Job A |
Decide whether each statement below agrees with the design document guidelines: (i) A team lead who owns an issue must choose someone other than themselves as the first approver. (ii) The title part of the file name should be written in snake_case. (iii) The PR can be merged as soon as one approver signs off. Answer yes or no for each, quoting the exact words from the guidelines that decide it.
Job B |
Resume the design document guidelines, picking up right after their last line.

Source excerpt |
During a sprint planning meeting, the team will discuss whether any of the issues to be worked on require a design document.

Something likely qualifies for a design document if it:

  • Creates or changes an interface
  • Introduces new concepts, data structures, or algorithms

If so, the owner of the issue will:

  1. Create a new design document in ./in-progress:

    • Follow the naming convention NNNN-title.md
      • NNNN is the issue number
      • title is a short description of the design (in kebab-case).
  2. Establish initial approvers:

    • The first approver is your team lead. If you are a team lead, choose another approver.
    • If you are an approver, you can add other approvers or remove yourself as needed.
    • Work with your first approver to identify other approvers and stakeholders.
  3. Collaborate and iterate on the design document:

    • Create and refine the first draft, then submit a PR
    • When you are ready, share the PR in the #engineering-designs channel in slack.
      • Include the design approvers, stakeholders, and the target approval date in your message
      • e.g.: [feature]. [target approval date]. cc @alice, @bob, @carol"
      • Open the thread and paste the "Executive Summary" from your design.
    • Iterate on the design based on the feedback and discussions
  4. Get approval:

    • When approvers are satisfied with the design, they will approve the PR on github.
    • When all approvers have signed off, merge the PR with the design
  5. Implement the design based on the finalized design document.

Records from a dataset |
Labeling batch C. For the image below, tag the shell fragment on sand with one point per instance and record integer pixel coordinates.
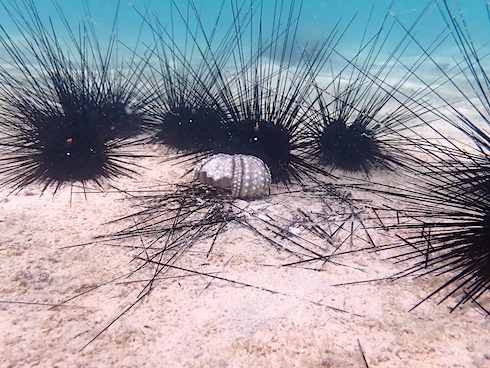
(246, 176)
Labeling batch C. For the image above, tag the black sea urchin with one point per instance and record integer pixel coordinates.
(362, 115)
(68, 108)
(443, 220)
(265, 104)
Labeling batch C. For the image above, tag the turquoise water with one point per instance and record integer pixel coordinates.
(317, 19)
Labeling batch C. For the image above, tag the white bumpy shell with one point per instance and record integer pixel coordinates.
(246, 176)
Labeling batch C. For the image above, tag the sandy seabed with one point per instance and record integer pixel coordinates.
(286, 317)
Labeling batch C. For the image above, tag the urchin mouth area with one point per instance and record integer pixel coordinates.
(350, 147)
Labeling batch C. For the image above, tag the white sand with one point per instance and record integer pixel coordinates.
(195, 321)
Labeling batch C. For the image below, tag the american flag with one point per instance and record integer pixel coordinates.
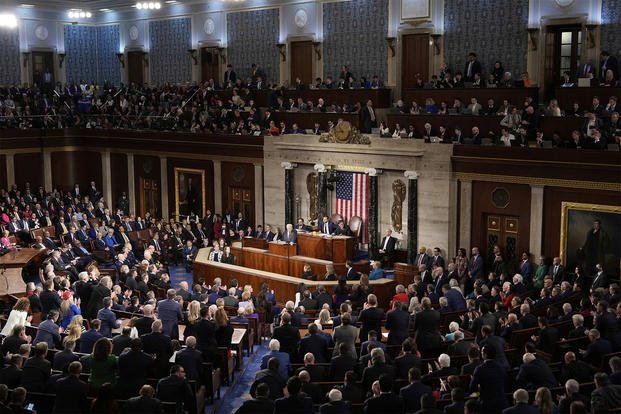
(352, 196)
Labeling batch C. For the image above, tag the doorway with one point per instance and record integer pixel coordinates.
(135, 67)
(43, 69)
(210, 64)
(301, 62)
(414, 58)
(563, 48)
(501, 231)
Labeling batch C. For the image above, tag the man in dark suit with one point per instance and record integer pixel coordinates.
(327, 227)
(370, 317)
(520, 399)
(261, 404)
(65, 357)
(410, 394)
(472, 66)
(314, 344)
(71, 392)
(134, 368)
(368, 119)
(144, 403)
(386, 401)
(427, 324)
(489, 380)
(535, 373)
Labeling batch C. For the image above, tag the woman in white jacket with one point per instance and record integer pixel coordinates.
(18, 316)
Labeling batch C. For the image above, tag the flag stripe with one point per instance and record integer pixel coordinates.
(352, 198)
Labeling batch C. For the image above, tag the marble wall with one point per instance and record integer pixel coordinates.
(354, 35)
(251, 38)
(169, 41)
(90, 53)
(9, 57)
(487, 29)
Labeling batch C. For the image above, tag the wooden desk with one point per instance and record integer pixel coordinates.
(284, 286)
(339, 249)
(584, 96)
(515, 96)
(12, 265)
(380, 97)
(306, 120)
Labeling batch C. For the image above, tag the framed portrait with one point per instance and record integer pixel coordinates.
(590, 234)
(189, 192)
(415, 10)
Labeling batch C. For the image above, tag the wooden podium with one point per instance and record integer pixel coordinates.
(12, 265)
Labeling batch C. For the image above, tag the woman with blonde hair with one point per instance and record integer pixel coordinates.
(192, 317)
(544, 401)
(18, 316)
(324, 318)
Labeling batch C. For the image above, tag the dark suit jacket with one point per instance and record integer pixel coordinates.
(384, 403)
(70, 396)
(410, 394)
(256, 406)
(142, 405)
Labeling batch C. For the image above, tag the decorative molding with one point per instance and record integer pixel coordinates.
(538, 181)
(320, 168)
(411, 175)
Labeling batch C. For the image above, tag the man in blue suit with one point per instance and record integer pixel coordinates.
(488, 380)
(169, 312)
(107, 318)
(283, 358)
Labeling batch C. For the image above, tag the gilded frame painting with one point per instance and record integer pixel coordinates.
(189, 192)
(415, 10)
(591, 234)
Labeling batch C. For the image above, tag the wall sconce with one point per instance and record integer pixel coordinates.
(26, 57)
(391, 41)
(221, 54)
(435, 39)
(532, 36)
(590, 35)
(121, 58)
(193, 55)
(282, 49)
(316, 48)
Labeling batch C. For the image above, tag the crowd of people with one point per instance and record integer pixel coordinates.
(400, 356)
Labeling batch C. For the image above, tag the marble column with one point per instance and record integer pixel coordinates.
(10, 170)
(373, 211)
(465, 213)
(106, 176)
(258, 195)
(131, 184)
(47, 170)
(536, 219)
(217, 186)
(164, 185)
(412, 237)
(322, 189)
(289, 191)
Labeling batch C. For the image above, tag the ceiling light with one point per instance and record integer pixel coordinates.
(8, 21)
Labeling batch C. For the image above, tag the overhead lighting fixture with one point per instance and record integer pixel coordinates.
(79, 14)
(8, 21)
(149, 5)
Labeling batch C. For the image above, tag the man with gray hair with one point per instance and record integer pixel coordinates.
(335, 405)
(572, 394)
(169, 312)
(283, 358)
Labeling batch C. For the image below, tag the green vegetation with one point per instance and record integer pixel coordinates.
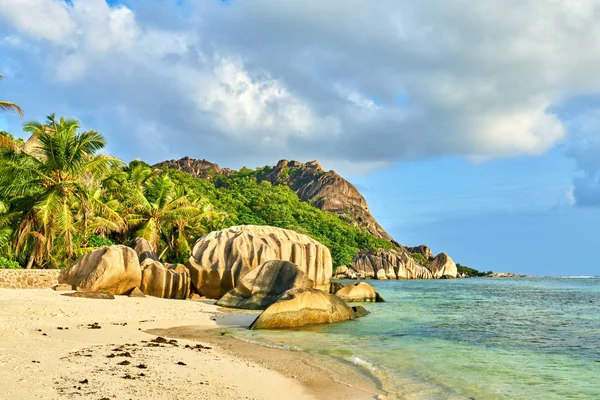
(60, 197)
(471, 272)
(420, 259)
(8, 264)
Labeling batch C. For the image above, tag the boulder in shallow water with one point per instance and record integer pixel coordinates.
(90, 295)
(109, 269)
(160, 281)
(359, 291)
(262, 286)
(301, 307)
(136, 292)
(220, 259)
(359, 311)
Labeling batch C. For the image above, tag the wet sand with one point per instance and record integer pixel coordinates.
(58, 347)
(326, 378)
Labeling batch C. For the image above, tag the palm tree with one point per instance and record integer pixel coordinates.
(10, 107)
(52, 186)
(161, 213)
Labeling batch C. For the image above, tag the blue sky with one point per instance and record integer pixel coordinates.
(471, 127)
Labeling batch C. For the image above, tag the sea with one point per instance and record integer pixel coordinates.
(478, 338)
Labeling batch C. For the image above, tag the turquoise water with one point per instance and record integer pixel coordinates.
(532, 338)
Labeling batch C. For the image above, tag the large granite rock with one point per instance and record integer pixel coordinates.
(359, 292)
(388, 264)
(144, 249)
(422, 250)
(197, 168)
(159, 280)
(344, 272)
(110, 270)
(442, 266)
(262, 286)
(324, 189)
(301, 307)
(219, 259)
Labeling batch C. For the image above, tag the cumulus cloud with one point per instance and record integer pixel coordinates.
(584, 149)
(358, 84)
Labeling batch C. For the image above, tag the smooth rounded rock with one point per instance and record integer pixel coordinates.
(262, 286)
(160, 281)
(220, 259)
(302, 307)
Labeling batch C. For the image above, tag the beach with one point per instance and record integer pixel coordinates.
(55, 347)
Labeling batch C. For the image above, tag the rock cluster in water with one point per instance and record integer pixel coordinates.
(396, 264)
(284, 273)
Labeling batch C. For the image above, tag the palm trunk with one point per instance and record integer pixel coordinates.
(30, 261)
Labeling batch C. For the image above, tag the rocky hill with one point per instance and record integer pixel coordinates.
(325, 190)
(328, 191)
(197, 168)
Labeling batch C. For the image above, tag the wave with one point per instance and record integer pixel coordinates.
(362, 363)
(270, 345)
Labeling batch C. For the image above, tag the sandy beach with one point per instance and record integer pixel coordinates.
(58, 347)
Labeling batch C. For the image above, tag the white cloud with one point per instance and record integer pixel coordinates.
(258, 80)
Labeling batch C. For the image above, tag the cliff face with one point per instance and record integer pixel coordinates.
(327, 191)
(197, 168)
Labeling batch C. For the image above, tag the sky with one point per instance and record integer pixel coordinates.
(472, 127)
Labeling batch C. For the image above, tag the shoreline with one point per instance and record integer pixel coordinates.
(326, 378)
(58, 347)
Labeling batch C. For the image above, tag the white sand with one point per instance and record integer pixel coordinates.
(64, 358)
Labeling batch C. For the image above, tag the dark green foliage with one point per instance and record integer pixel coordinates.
(8, 264)
(420, 259)
(471, 272)
(56, 206)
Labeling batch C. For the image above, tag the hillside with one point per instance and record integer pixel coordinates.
(325, 190)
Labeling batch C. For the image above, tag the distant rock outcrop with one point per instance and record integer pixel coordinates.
(358, 292)
(442, 266)
(262, 286)
(143, 249)
(301, 307)
(327, 191)
(197, 168)
(219, 259)
(388, 264)
(110, 270)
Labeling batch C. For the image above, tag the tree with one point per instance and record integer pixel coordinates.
(51, 186)
(159, 211)
(10, 107)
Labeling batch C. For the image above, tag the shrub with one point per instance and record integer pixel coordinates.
(420, 259)
(8, 264)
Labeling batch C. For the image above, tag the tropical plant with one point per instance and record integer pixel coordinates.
(52, 186)
(161, 213)
(10, 107)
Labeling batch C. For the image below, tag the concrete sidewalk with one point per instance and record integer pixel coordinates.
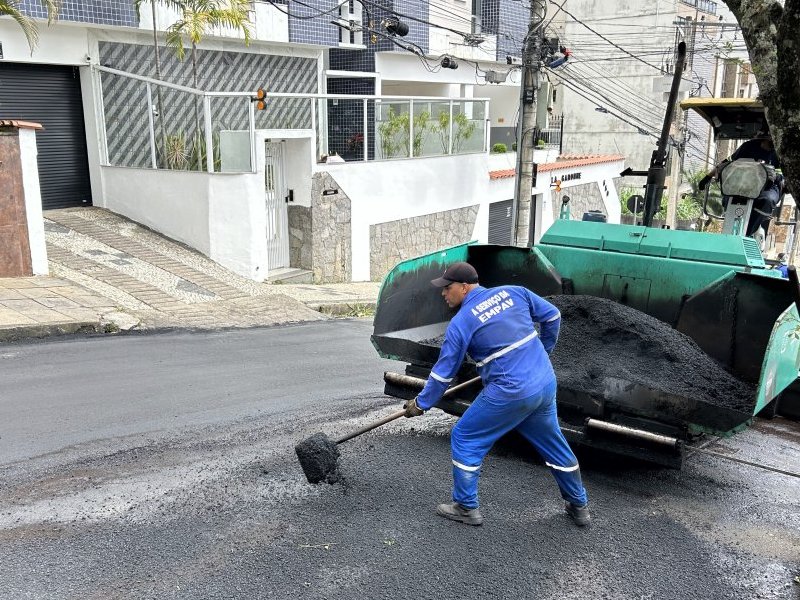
(110, 274)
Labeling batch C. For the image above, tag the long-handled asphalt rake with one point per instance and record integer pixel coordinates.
(319, 454)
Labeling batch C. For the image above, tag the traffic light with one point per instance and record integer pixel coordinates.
(449, 63)
(260, 99)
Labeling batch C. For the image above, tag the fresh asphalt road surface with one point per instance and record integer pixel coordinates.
(60, 393)
(162, 466)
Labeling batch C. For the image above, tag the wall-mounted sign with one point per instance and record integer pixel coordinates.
(566, 177)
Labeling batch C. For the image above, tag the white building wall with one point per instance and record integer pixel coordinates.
(392, 190)
(33, 201)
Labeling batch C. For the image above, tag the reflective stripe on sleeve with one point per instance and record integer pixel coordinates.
(566, 469)
(440, 378)
(465, 467)
(507, 349)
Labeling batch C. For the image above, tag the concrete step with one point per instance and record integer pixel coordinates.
(290, 275)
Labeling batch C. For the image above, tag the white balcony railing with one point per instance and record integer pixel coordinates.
(147, 123)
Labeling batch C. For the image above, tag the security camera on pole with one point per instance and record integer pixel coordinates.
(523, 213)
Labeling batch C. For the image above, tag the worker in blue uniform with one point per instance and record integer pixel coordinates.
(496, 326)
(783, 265)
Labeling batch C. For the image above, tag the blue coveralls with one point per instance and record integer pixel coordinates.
(496, 327)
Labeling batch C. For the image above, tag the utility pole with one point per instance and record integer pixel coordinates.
(523, 212)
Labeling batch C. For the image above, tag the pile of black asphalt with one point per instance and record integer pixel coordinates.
(318, 456)
(601, 338)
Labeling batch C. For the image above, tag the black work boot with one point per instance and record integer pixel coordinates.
(579, 514)
(456, 512)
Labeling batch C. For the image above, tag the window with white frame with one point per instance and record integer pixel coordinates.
(351, 11)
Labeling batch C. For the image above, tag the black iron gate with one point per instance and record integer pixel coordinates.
(51, 95)
(500, 221)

Exercise answer A |
(i) Yes: "The first approver is your team lead. If you are a team lead, choose another approver."
(ii) No: "title is a short description of the design (in kebab-case)."
(iii) No: "When all approvers have signed off, merge the PR with the design"

Exercise answer B |
    • Any changes or decisions made during the implementation phase should be captured in user docs or protocol spec and flagged in PRs.
    • When the design has been implemented, create a PR to move it from ./in-progress to ./implemented
      • Include a brief explanation of changes to the original design

If a design is ultimately rejected, the owner should update PR to merge the design document into the ./rejected directory after adding a comment explaining why it was rejected.

If a design is approved for implementation and then abandoned, the owner should create a PR to move it from in-progress to abandoned after adding a comment explaining why the design was abandoned.

Approvers vs Stakeholders

Stakeholders are anyone materially impacted by your change. This should be a large-ish set: PMs, DevRel, engineers across the stack, so on. Shoot for at least 5 stakeholders.

Approvers are a subset intimately familiar with what you're doing who will share the responsibility for the outcomes from the design. Shoot for 2-5 approvers.

Rejected Designs

If a design is ultimately rejected, the untag the document with design-wip, and tag it with design-rejected. Include a brief explanation of why the design was rejected.

Note, rejected designs are good. It saves us from implementing bad designs, and allows us to point back at why certain decisions were made.

Zen-spiration

Why do we care about designs?

"The beginning is the most important part of the work." - Plato

A design means we can move faster because we all have more clarity on what we're building and how all the users interact.

"Design is not what you see, but what you make others see." - Edgar Degas

Speed is paramount: it allows us to more rapidly provide value to users, and refine that value.

"Design is an iterative process. The key is to generate ideas, test them, and iterate until you find the right solution." - John Maeda

Designs are solutions to problems. Problems are experienced by users. Therefore, a design-driven mindset is a user-centric mindset.

"The role of the designer is that of a good, thoughtful host anticipating the needs of his guests." - Charles Eames

Users include end-users, external developers, internal developers, and even/especially components of the system itself. When we think about designing components as users, we can think about the "primitives" that we need.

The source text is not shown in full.